>>>>

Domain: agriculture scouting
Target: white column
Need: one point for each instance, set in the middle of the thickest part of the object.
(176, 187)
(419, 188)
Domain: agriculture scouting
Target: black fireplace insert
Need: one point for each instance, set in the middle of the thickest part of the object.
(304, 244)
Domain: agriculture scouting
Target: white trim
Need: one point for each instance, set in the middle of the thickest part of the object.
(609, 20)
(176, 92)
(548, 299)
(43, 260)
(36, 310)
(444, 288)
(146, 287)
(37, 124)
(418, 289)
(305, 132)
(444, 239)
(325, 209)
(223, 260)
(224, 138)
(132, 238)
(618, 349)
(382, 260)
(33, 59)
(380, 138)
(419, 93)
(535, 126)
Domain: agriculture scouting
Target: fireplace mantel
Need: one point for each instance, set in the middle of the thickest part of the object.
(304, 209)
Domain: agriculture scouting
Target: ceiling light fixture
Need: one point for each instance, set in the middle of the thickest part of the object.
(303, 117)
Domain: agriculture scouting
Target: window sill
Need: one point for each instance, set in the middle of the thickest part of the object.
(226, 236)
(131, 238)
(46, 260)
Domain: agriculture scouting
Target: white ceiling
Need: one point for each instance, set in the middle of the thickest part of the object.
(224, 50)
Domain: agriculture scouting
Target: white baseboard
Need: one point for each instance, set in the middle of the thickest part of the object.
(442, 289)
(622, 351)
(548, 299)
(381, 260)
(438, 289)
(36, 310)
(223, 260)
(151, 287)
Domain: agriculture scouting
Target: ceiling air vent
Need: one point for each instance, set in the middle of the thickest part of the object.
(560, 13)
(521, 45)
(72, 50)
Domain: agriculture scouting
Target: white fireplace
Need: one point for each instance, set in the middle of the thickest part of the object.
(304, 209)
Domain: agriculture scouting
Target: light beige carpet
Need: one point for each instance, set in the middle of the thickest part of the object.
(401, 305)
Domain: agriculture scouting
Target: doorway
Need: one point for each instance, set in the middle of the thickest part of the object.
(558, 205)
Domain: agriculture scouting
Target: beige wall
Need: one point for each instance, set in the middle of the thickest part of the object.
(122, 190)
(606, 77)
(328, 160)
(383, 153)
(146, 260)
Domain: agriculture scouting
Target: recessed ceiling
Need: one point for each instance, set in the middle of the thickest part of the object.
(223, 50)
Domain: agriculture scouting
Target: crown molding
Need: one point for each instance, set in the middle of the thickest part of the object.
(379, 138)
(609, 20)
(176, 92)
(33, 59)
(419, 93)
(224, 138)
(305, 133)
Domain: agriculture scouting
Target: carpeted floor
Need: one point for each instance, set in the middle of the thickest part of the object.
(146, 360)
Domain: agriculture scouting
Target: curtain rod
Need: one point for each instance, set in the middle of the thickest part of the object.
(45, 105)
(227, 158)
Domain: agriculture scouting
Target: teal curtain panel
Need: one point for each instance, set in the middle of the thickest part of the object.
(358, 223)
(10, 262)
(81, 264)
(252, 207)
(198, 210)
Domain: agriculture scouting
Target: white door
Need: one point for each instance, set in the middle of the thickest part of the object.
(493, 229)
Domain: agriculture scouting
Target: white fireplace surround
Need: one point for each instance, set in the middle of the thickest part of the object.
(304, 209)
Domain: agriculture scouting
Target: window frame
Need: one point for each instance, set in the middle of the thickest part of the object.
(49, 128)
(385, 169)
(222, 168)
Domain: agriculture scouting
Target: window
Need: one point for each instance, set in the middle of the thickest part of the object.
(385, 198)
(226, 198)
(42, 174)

<<<<

= What is required =
Repeat the data above exactly.

= In response =
Domain: agriculture scouting
Target: white column
Need: one point for each instance, set in the middle of the thickest part of the object.
(176, 187)
(419, 188)
Domain: agriculture scouting
Target: black fireplace insert
Need: one point for each instance, set in the middle of the thickest part of the object.
(304, 244)
Domain: agriculture scouting
Target: white trim
Need: one point for each instance, set in the middle of the thickest part of the object.
(609, 20)
(176, 92)
(548, 299)
(43, 260)
(36, 310)
(444, 288)
(146, 287)
(37, 124)
(418, 289)
(305, 132)
(444, 239)
(325, 209)
(223, 260)
(224, 138)
(132, 238)
(618, 349)
(382, 260)
(33, 59)
(380, 138)
(419, 93)
(535, 126)
Domain: agriculture scouting
Target: fireplace mantel
Need: one point for each instance, set in the middle of the thickest part of the object.
(304, 209)
Domain: agriculture scouting
Target: ceiling light fixture
Need: one point for each instance, set in the middle of the thickest part of the object.
(303, 117)
Domain: agriculture scouting
Target: window sill
Need: one point for each instance, set in the middle of the thickest part of the object.
(226, 236)
(131, 238)
(46, 260)
Domain: agriculture scouting
Target: white ceiling
Need: one point for each instance, set in the middle of the thickest part of the object.
(224, 50)
Domain: agriculture scouting
Target: white baseboard
Need: one point for each instance, set in the middle of the thickest part of the object.
(442, 289)
(622, 351)
(548, 299)
(381, 260)
(438, 289)
(36, 310)
(223, 260)
(151, 287)
Domain: agriculture scouting
Target: ceiling air vent
Need: one point for each instance, set in the middle of the thickest part of the object.
(560, 13)
(521, 45)
(72, 50)
Domain: agriculture scouting
Target: white fireplace
Need: one point for each instance, set in the middle of the thickest part of the object.
(304, 209)
Domain: agriculture scouting
Target: light beige carpet
Need: one point for each instance, set in the middle of the thickest part of the object.
(401, 305)
Domain: agriculture scouting
Target: doorway
Need: one point for each instance, set in the middle of the thickest part of the object.
(558, 205)
Domain: agriculture scouting
Target: beige wall
Need: one point for each instance, set in the middle of the thickest part of the object.
(122, 190)
(606, 77)
(328, 160)
(383, 153)
(146, 260)
Domain: agriculture scouting
Target: recessed ceiling
Need: one point for each instance, set in the middle of the thickest part of the object.
(223, 50)
Domain: agriculture scouting
Target: crown molding
Need: one point for each instance, set in the middle of the thickest part of the object.
(379, 138)
(609, 20)
(176, 92)
(33, 59)
(419, 93)
(224, 138)
(305, 133)
Domain: agriculture scouting
Target: carpeted floor
Need: one point for each instance, set in the middle of the thickest part of the object.
(146, 360)
Domain: agriculture scouting
Target: curtain rod
Need: one point for each instance, set in the middle of the thickest part of the object.
(45, 105)
(227, 158)
Domain: agriculture scouting
Target: teal curtain panel
Need: one point for each instance, set in the middle of the thickest part of the object.
(358, 223)
(10, 262)
(81, 264)
(252, 207)
(198, 210)
Domain: agriculture scouting
Target: white door
Need: one point for each instance, set in the middle of the thickest part of the object.
(493, 229)
Domain: agriculture scouting
Target: white fireplace surround
Need: one point for each instance, set in the middle of the thickest part of the object.
(304, 209)
Domain: agriculture scouting
Target: window frame
Need: one point for each instance, set in the middle of the thickest part of the object.
(49, 128)
(385, 169)
(222, 168)
Domain: agriculture scouting
Target: window
Need: one point for each instance, set in the middle of the thickest part of the object.
(385, 198)
(226, 198)
(42, 174)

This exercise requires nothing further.